ZADANIA DO WYKONANIA -
1) Powtórz słowo w słowo cały tekst o Puszku i Dziobaku.
2) Zbierz z rekordów wszystkie wiersze, w których występuje ciąg „snow”.

TEKST DO PRZECZYTANIA -
+-------+
Wczoraj znalazły sobie nowe hobby. W trakcie sprzątania klatki siedziały wspólnie na pieczołowicie owiniętych w gazetę obrazach i robiły gazetowy śnieg. Zgodne jak nigdy, prawie że co i rusz przytulone, z nieśmiałymi próbami Puszka by posmerać Dziobaka, za moment znów pokłócone bo akturat chciały w tym samym miejscu cos podziobać :)




Dziś znów postępy w ich relacjach. Siedziały na klatce, Puszek na czubku, Dziobak w ulubionym miejscu z boku. I nagle Dziobak krok po kroku zaczął przybliżać się do Puszka, powoli, powolutku, aż zetknęły się skrzydłami. Chwile pogadały, Puszek podjął próbę pomuskania, ale coś nie wyszłó i Dziobak się wycofał. Nie minęły dwie minuty i powtórka sytuacji. Tym razem muskanie rozpoczęło się na dobre! Staliśmy w bezruchu dobre 10 minut obserwując nasze dwie nierozłączki w niesamowitej sytuacji. Udało mi się sięgnąć po aparat i nakręcić tę scenę, trochę słabo widać, bo z niekorzystnego kąta, ale chwila jest doniosła :)
+-------+
WYODRĘBNIONE WPISY -
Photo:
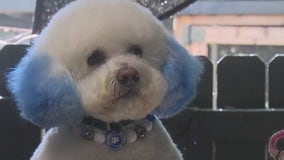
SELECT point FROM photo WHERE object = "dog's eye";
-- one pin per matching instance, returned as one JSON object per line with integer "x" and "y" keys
{"x": 97, "y": 57}
{"x": 136, "y": 50}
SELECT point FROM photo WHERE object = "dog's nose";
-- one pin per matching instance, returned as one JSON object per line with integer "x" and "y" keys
{"x": 127, "y": 75}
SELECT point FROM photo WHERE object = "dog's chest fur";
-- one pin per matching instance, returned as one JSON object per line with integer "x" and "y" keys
{"x": 62, "y": 144}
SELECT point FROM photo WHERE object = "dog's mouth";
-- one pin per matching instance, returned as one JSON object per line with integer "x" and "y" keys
{"x": 126, "y": 93}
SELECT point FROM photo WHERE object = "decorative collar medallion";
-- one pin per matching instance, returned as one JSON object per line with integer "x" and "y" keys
{"x": 115, "y": 135}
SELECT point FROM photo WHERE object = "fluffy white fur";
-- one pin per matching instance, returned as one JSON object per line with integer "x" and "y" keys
{"x": 63, "y": 144}
{"x": 82, "y": 27}
{"x": 69, "y": 39}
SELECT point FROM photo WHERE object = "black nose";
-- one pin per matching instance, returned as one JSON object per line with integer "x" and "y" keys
{"x": 127, "y": 75}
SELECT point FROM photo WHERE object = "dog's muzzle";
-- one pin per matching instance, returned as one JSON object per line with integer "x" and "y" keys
{"x": 127, "y": 76}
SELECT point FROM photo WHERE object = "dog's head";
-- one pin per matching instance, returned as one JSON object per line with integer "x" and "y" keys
{"x": 109, "y": 59}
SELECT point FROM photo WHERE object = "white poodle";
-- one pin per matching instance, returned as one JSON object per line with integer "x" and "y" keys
{"x": 98, "y": 77}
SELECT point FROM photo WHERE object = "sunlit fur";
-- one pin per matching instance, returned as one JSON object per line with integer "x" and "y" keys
{"x": 54, "y": 86}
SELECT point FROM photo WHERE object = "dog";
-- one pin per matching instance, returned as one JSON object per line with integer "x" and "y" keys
{"x": 99, "y": 77}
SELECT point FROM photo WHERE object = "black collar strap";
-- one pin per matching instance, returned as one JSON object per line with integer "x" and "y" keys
{"x": 114, "y": 135}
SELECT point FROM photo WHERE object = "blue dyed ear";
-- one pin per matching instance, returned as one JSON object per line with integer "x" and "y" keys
{"x": 45, "y": 97}
{"x": 181, "y": 71}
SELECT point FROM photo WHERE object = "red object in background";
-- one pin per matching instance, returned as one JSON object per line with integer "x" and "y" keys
{"x": 276, "y": 145}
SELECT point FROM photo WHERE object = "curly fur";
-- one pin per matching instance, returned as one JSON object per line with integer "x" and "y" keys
{"x": 55, "y": 87}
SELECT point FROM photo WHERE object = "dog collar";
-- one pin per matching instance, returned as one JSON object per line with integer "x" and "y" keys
{"x": 114, "y": 135}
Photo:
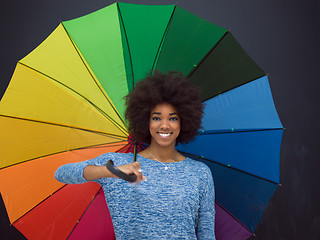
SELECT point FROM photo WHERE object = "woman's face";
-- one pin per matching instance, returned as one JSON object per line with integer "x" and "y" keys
{"x": 164, "y": 125}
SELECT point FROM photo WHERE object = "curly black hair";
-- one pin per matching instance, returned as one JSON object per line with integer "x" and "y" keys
{"x": 159, "y": 88}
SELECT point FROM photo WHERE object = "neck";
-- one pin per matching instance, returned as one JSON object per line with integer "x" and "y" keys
{"x": 163, "y": 154}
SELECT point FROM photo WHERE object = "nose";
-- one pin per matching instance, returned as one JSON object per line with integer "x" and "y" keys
{"x": 164, "y": 124}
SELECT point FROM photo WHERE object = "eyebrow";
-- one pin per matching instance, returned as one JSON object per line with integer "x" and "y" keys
{"x": 159, "y": 113}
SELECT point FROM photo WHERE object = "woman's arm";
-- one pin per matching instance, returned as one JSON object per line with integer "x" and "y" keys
{"x": 89, "y": 170}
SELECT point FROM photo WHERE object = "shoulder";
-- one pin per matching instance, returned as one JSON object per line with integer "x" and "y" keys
{"x": 196, "y": 165}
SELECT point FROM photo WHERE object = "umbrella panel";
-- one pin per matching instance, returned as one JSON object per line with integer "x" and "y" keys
{"x": 96, "y": 223}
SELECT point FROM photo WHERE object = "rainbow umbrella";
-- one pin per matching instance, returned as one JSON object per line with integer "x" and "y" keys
{"x": 65, "y": 104}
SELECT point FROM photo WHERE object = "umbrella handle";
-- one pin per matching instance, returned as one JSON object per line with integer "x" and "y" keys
{"x": 130, "y": 178}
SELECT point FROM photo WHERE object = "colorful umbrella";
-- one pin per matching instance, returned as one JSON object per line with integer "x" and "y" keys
{"x": 65, "y": 104}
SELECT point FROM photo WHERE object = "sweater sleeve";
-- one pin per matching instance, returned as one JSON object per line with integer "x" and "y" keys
{"x": 72, "y": 173}
{"x": 205, "y": 226}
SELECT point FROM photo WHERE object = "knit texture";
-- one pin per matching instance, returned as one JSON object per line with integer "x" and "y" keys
{"x": 177, "y": 203}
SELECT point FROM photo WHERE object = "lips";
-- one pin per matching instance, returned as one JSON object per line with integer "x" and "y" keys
{"x": 164, "y": 134}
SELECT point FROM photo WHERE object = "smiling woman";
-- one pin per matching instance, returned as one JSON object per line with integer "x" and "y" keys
{"x": 173, "y": 197}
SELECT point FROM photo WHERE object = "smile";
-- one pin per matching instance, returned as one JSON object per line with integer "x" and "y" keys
{"x": 164, "y": 134}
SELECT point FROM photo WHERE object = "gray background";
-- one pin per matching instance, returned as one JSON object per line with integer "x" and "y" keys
{"x": 282, "y": 36}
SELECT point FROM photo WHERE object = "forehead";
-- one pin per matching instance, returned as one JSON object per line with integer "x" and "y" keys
{"x": 164, "y": 108}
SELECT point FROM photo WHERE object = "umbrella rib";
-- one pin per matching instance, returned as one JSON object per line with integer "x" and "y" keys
{"x": 95, "y": 106}
{"x": 223, "y": 165}
{"x": 208, "y": 53}
{"x": 38, "y": 204}
{"x": 206, "y": 56}
{"x": 93, "y": 78}
{"x": 233, "y": 88}
{"x": 67, "y": 150}
{"x": 67, "y": 126}
{"x": 84, "y": 213}
{"x": 238, "y": 131}
{"x": 126, "y": 37}
{"x": 161, "y": 43}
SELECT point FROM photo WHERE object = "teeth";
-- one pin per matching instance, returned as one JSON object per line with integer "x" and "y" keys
{"x": 164, "y": 134}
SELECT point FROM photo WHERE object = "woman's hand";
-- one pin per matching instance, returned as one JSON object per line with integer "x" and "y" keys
{"x": 92, "y": 172}
{"x": 133, "y": 168}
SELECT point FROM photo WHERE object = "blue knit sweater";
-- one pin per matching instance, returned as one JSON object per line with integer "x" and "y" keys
{"x": 177, "y": 203}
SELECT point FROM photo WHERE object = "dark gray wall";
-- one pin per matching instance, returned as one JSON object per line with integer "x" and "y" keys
{"x": 281, "y": 36}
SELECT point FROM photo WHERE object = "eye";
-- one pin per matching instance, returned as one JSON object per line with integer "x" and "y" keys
{"x": 173, "y": 119}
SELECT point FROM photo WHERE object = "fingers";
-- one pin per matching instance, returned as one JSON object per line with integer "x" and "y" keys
{"x": 133, "y": 168}
{"x": 138, "y": 172}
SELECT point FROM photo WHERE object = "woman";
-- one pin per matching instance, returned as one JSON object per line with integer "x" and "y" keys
{"x": 173, "y": 197}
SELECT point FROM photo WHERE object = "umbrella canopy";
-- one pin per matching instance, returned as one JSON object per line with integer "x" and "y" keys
{"x": 65, "y": 104}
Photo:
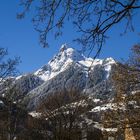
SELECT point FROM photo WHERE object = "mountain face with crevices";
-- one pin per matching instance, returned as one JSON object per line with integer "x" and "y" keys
{"x": 69, "y": 70}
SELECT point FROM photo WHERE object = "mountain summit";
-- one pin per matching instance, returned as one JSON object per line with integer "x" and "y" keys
{"x": 69, "y": 70}
{"x": 65, "y": 57}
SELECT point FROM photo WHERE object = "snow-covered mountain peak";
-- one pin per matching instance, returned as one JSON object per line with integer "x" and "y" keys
{"x": 65, "y": 58}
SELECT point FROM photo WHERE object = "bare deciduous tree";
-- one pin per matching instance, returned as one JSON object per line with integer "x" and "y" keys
{"x": 93, "y": 18}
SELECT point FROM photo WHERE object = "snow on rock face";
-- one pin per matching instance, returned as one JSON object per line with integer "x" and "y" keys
{"x": 59, "y": 63}
{"x": 65, "y": 58}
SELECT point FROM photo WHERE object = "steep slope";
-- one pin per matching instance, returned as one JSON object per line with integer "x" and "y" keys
{"x": 70, "y": 70}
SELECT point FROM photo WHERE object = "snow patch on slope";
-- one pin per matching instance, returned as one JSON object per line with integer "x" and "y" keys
{"x": 66, "y": 57}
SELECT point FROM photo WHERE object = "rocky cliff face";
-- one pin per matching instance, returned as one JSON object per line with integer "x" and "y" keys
{"x": 69, "y": 70}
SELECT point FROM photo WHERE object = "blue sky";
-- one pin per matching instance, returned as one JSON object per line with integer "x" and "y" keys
{"x": 19, "y": 37}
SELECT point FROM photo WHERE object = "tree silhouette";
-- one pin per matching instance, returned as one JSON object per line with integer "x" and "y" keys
{"x": 93, "y": 18}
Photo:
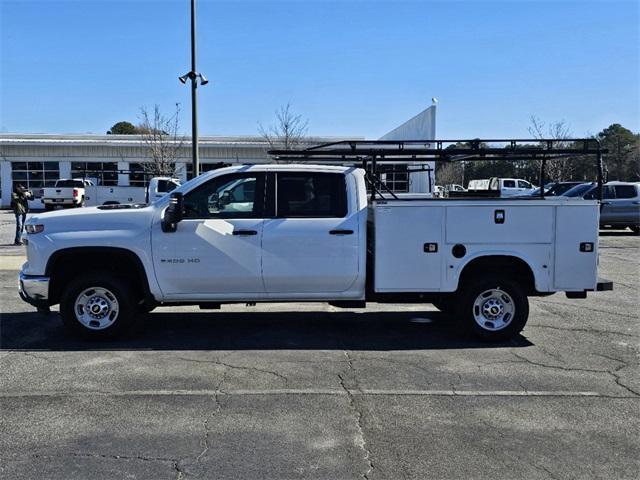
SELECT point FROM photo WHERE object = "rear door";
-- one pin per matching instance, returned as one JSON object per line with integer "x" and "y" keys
+-------+
ROZWIĄZANIA PO KOLEI -
1)
Wczoraj znalazły sobie nowe hobby. W trakcie sprzątania klatki siedziały wspólnie na pieczołowicie owiniętych w gazetę obrazach i robiły gazetowy śnieg. Zgodne jak nigdy, prawie że co i rusz przytulone, z nieśmiałymi próbami Puszka by posmerać Dziobaka, za moment znów pokłócone bo akturat chciały w tym samym miejscu cos podziobać :)




Dziś znów postępy w ich relacjach. Siedziały na klatce, Puszek na czubku, Dziobak w ulubionym miejscu z boku. I nagle Dziobak krok po kroku zaczął przybliżać się do Puszka, powoli, powolutku, aż zetknęły się skrzydłami. Chwile pogadały, Puszek podjął próbę pomuskania, ale coś nie wyszłó i Dziobak się wycofał. Nie minęły dwie minuty i powtórka sytuacji. Tym razem muskanie rozpoczęło się na dobre! Staliśmy w bezruchu dobre 10 minut obserwując nasze dwie nierozłączki w niesamowitej sytuacji. Udało mi się sięgnąć po aparat i nakręcić tę scenę, trochę słabo widać, bo z niekorzystnego kąta, ale chwila jest doniosła :)

2)
SELECT point FROM photo WHERE object = "snow-covered mountain peak";
SELECT point FROM photo WHERE object = "snow on rock face";
SELECT point FROM photo WHERE object = "snow patch on slope";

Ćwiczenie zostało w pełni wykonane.